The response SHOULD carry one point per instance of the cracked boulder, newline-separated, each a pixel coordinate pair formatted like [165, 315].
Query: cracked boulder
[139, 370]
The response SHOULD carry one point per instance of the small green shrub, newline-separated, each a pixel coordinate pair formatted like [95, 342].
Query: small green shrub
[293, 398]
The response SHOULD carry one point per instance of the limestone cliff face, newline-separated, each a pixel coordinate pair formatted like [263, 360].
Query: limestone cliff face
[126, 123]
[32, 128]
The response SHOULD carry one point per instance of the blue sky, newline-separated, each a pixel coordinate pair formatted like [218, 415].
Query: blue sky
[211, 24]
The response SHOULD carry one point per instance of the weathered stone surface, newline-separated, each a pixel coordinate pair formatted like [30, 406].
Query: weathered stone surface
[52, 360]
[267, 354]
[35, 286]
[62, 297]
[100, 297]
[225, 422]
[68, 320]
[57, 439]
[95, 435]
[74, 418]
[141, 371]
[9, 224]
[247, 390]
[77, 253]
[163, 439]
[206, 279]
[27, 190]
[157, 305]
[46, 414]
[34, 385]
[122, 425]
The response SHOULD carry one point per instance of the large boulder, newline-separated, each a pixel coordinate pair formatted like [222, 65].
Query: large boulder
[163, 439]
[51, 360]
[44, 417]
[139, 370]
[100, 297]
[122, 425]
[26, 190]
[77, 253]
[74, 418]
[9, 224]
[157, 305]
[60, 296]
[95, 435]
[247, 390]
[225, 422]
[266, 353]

══════

WHAT IS BEING ASKED: Top to bottom, transcribe every line above exactly.

ANSWER SPACE:
The response SHOULD carry one point per instance of the cracked boulder, newline-separated, each a pixel coordinate pair formatted like [165, 315].
Query: cracked boulder
[139, 370]
The response SHOULD carry one point per instance of the small green shrub, newline-separated, each a pixel coordinate pair formatted like [95, 342].
Query: small green shrub
[293, 398]
The response SHOULD carry one point per instance of the limestone cliff face, newline-separated, each a pixel coordinate pair formatted like [263, 360].
Query: limestone cliff face
[126, 123]
[32, 128]
The response SHOULD carry one point per instance of the blue sky, newline-separated, each a pixel coordinate pair formatted like [218, 415].
Query: blue sky
[211, 24]
The response SHOULD carry one point per instance of the weathered stone surface, newline-separated, each a pixel coordinate pair formatted like [30, 406].
Query: weathered stone surface
[52, 360]
[267, 354]
[35, 286]
[62, 297]
[100, 297]
[225, 422]
[68, 320]
[57, 439]
[95, 435]
[74, 418]
[141, 371]
[9, 224]
[247, 390]
[77, 253]
[163, 439]
[206, 279]
[27, 190]
[157, 305]
[46, 414]
[34, 385]
[122, 425]
The response SHOULD carry one point per instance of the large boulder, newline-separated, each a pixel coordinate pair formatted like [222, 65].
Query: large boulder
[163, 439]
[51, 360]
[44, 417]
[139, 370]
[100, 297]
[122, 425]
[26, 190]
[77, 253]
[74, 418]
[9, 224]
[157, 305]
[60, 296]
[95, 435]
[247, 390]
[225, 422]
[266, 353]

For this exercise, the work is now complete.